PROMPT
Give all the lines below again, exactly, with no pictures.

THE DATA
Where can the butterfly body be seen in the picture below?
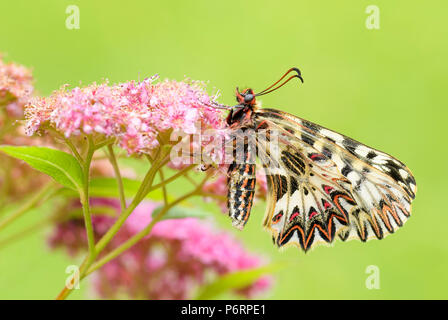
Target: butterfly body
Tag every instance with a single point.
(322, 185)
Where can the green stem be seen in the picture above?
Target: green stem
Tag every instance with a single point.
(136, 238)
(84, 198)
(143, 233)
(113, 162)
(172, 178)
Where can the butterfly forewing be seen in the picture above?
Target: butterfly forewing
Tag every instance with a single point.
(329, 185)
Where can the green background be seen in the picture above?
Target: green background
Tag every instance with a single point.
(383, 87)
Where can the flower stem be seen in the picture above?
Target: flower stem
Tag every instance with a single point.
(113, 162)
(84, 198)
(136, 238)
(143, 233)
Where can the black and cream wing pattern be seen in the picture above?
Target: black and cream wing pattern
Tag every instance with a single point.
(323, 185)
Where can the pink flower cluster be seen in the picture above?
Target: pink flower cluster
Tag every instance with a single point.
(133, 112)
(171, 263)
(15, 87)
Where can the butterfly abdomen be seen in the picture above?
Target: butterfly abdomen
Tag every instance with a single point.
(241, 191)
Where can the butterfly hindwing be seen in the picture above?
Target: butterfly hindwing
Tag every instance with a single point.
(329, 185)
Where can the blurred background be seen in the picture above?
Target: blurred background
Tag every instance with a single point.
(384, 87)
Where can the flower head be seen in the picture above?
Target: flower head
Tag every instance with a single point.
(15, 87)
(135, 113)
(178, 256)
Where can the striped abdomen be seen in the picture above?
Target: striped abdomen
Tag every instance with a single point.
(241, 191)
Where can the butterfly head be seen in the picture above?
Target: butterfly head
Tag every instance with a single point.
(245, 97)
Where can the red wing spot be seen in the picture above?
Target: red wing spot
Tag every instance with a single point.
(317, 157)
(328, 189)
(277, 217)
(312, 212)
(295, 214)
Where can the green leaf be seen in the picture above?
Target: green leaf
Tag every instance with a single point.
(181, 212)
(61, 166)
(234, 281)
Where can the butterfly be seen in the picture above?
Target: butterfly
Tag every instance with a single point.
(322, 185)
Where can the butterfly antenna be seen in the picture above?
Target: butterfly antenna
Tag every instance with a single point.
(271, 88)
(218, 106)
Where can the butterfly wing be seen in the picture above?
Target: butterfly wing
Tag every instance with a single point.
(325, 185)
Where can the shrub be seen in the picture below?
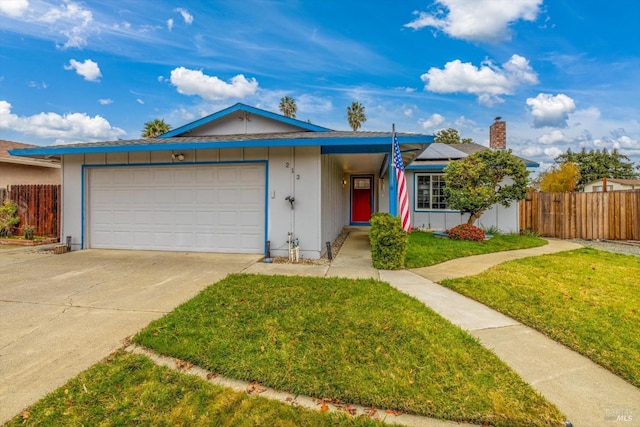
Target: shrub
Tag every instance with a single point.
(28, 232)
(388, 242)
(466, 232)
(8, 218)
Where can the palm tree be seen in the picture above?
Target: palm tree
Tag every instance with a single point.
(155, 127)
(288, 107)
(355, 115)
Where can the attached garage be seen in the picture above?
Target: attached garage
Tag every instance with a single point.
(199, 208)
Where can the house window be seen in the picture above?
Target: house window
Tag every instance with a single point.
(430, 191)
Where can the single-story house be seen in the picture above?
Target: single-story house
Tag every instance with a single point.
(25, 170)
(241, 180)
(426, 183)
(612, 184)
(229, 182)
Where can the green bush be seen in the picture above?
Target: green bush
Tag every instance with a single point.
(8, 218)
(388, 242)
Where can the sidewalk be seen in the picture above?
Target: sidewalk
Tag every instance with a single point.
(585, 392)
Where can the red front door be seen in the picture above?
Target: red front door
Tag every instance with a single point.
(361, 198)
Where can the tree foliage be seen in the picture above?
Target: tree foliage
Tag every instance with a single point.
(485, 178)
(450, 136)
(562, 178)
(355, 115)
(154, 128)
(594, 165)
(288, 107)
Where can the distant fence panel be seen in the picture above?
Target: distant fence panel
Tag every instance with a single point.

ANSWER TO THIS PROBLEM
Where can the butterfly body be seen in the picture below?
Target: butterfly body
Tag every instance with a single point.
(322, 185)
Where can the green stem be seen in the picture above?
Target: green stem
Tag every instance with a single point.
(136, 238)
(84, 198)
(143, 233)
(113, 162)
(172, 178)
Where can the butterfly forewing be seen in the picture above?
Target: butterfly forewing
Tag every instance with a single point.
(329, 185)
Where can the green background be seen in the picture above?
Target: green background
Tag every instance with a single point.
(383, 87)
Where can the flower stem be seen in the picture above?
Target: flower stem
Tag every instance with a single point.
(113, 162)
(84, 198)
(136, 238)
(143, 233)
Where can the black and cream wing pattern be seen in the picture above?
Target: black and cream wing pattern
Tag every instance with a single point.
(323, 185)
Where can the pink flower cluster be seen in the picture above?
Target: pink flower cluster
Tag every instance with a single point.
(133, 112)
(171, 263)
(15, 87)
Where can the butterfly abdomen be seen in the picture above?
Target: butterfly abdomen
Tag every instance with a single point.
(241, 191)
Where can the butterfly hindwing be seen in the picture above?
Target: butterfly hindwing
Tag every instance with a single point.
(329, 185)
Where can the blurred background be seen in the picture above?
Target: blurred background
Tag every instance with a single point.
(384, 87)
Where can the flower head be seen in the picture above?
Target: flower head
Tag every instance with a single point.
(15, 87)
(135, 113)
(178, 256)
Where can the striped abdomen be seen in the picture above?
Target: striped abdomen
Tag every instance with a single point.
(241, 191)
Where can the butterfly head be seen in the picture above?
Target: butterfly head
Tag every instance with a single point.
(245, 97)
Where can the red wing spot be seen in the picture above?
Target: red wing spot
Tag every instance with a single point.
(317, 157)
(328, 189)
(277, 217)
(312, 212)
(295, 214)
Where can the green leaf be seen in the picture above?
Target: green leaf
Tag every instance with a single point.
(181, 212)
(61, 166)
(234, 281)
Where can the butterfly be seen in the picture above?
Target: butterfly
Tag every instance with a single point.
(322, 185)
Where can the butterfly antenna be seen in the picture above?
Target: butterfly antenna
Tag every instance with a single point.
(271, 88)
(218, 106)
Where can the butterfly wing be seen in the picture above?
Target: butterfly wing
Tag every instance with a single point.
(325, 185)
Where can the shrub be seen in the picture below?
Target: shrub
Tag every instance with a single point.
(28, 232)
(388, 242)
(466, 232)
(8, 218)
Where can the palm tree be seen in the picture above?
Target: palm tree
Tag every instance with a single point.
(155, 127)
(288, 107)
(355, 115)
Where can the attached garage be seen in the picture above?
Target: attached garage
Tag every instance with a single point.
(199, 208)
Where can the house window be seen in the picture above?
Target: house window
Tag every instance with a single point.
(430, 191)
Where can the single-story house be seen in the picture above?
Target: single-story house
Tag every instance with a single point.
(25, 170)
(241, 180)
(426, 183)
(612, 184)
(229, 182)
Where can the green bush be seen in the picture above?
Target: green bush
Tag every instance with a single point.
(8, 218)
(388, 242)
Where can the sidewalk be seen in the picture above?
Target: sidewalk
Tag every instance with a single point.
(585, 392)
Where can the red front door be seen in the picture above?
Target: red front door
Tag every instance with a single point.
(361, 198)
Where can the tree foliage be seen in the picture above?
Target: tree foliage
Tag every instance with a single point.
(485, 178)
(450, 136)
(562, 178)
(355, 115)
(154, 128)
(594, 165)
(288, 107)
Where can the distant fence panel be seen in the picture above?
Target: distant fence panel
Tag every instance with a single point.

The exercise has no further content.